YOUR TASKS:
1. In the passage about shepherds, rewrite everything from "Throughout the psalms, David" down to "see Jesus. Remember?", swapping "outcast" for "shut out".
2. Answer these questions using the passage about shepherds.
(a) Who describes the responsibilities and concerns of a good shepherd throughout the psalms?
(b) What sign does the angel tell the shepherds they will find?
(c) According to Jesus, what does the good shepherd do for the sheep?

Throughout the psalms, David poetically describes the responsibilities and concerns of a good shepherd. And though he made it sound very pastoral and serene, the work of a shepherd was far from easy. After all, shepherds, for the most part, were outcast from society. They were the people who never really fit in. They never received a warm welcome when they came into town, and so they usually kept to themselves and kept a distance from the crowds. That’s why it is so interesting that the shepherds were the first invited to see Jesus. Remember?

And there were shepherds living out in the fields nearby, keeping watch over their flocks at night. An angel of the Lord appeared to them, and the glory of the Lord shone around them, and they were terrified. But the angel said to them, “Do not be afraid. I bring you good news that will cause great joy for all the people. Today in the town of David a Savior has been born to you; he is the Messiah, the Lord. This will be a sign to you: You will find a baby wrapped in cloths and lying in a manger.”

Though there were many stories of shepherds in the Bible, the one that we are reflecting on today, is the one in which Jesus says, “I am the good shepherd. The good shepherd lays down his life for the sheep.”

MATERIAL:
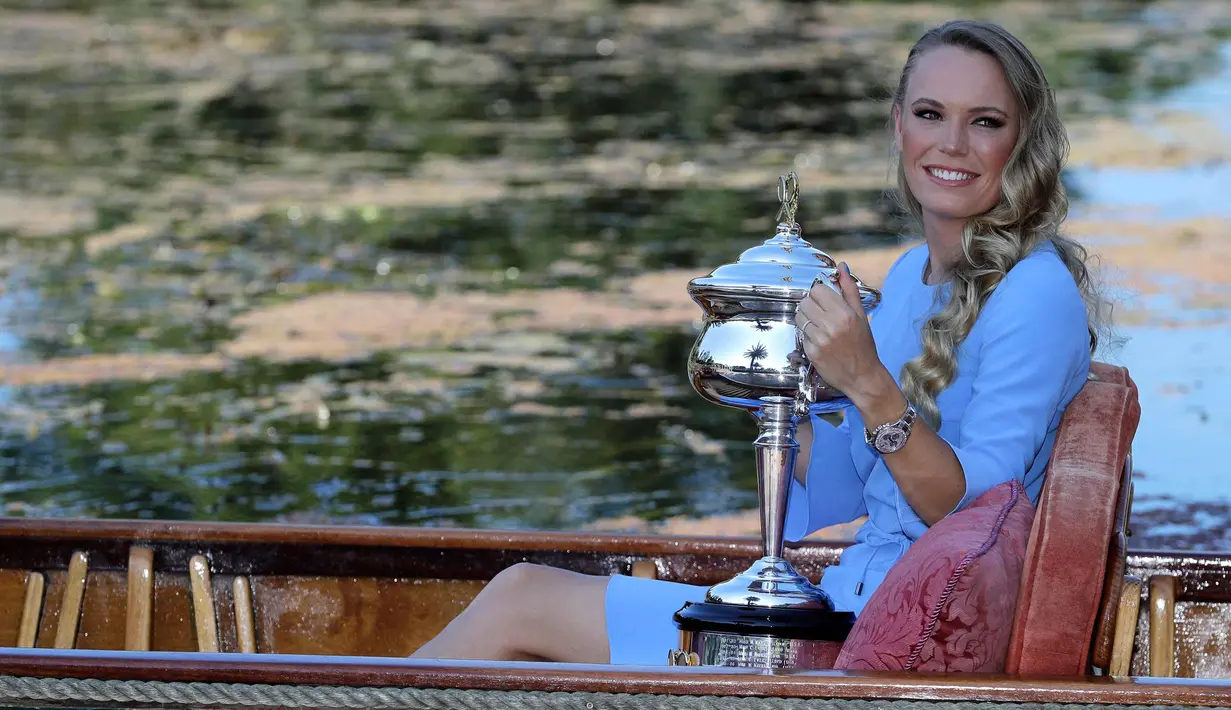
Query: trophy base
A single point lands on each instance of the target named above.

---

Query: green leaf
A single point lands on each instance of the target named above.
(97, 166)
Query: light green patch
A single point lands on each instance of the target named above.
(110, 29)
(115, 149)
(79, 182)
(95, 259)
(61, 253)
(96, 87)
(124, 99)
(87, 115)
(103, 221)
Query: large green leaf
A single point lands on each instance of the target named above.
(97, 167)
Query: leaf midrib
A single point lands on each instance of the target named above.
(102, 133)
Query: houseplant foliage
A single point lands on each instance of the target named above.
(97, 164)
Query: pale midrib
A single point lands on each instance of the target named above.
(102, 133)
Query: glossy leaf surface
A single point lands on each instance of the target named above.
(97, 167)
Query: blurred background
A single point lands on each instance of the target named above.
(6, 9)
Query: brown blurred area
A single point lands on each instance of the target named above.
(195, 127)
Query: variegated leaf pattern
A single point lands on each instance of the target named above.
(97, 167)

FULL SOLUTIONS:
1.
Throughout the psalms, David poetically describes the responsibilities and concerns of a good shepherd. And though he made it sound very pastoral and serene, the work of a shepherd was far from easy. After all, shepherds, for the most part, were shut out from society. They were the people who never really fit in. They never received a warm welcome when they came into town, and so they usually kept to themselves and kept a distance from the crowds. That’s why it is so interesting that the shepherds were the first invited to see Jesus. Remember?

2.
(a) David
(b) A baby wrapped in cloths and lying in a manger
(c) He lays down his life for the sheep.